Saved entries
+---+

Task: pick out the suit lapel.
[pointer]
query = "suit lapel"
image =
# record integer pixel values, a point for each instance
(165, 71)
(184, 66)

+---+

## Assignment
Copy the data above. Keep each line exact.

## Exercise result
Task: pick out the suit lapel.
[pointer]
query = "suit lapel"
image =
# record integer pixel values, a point for each instance
(165, 71)
(184, 66)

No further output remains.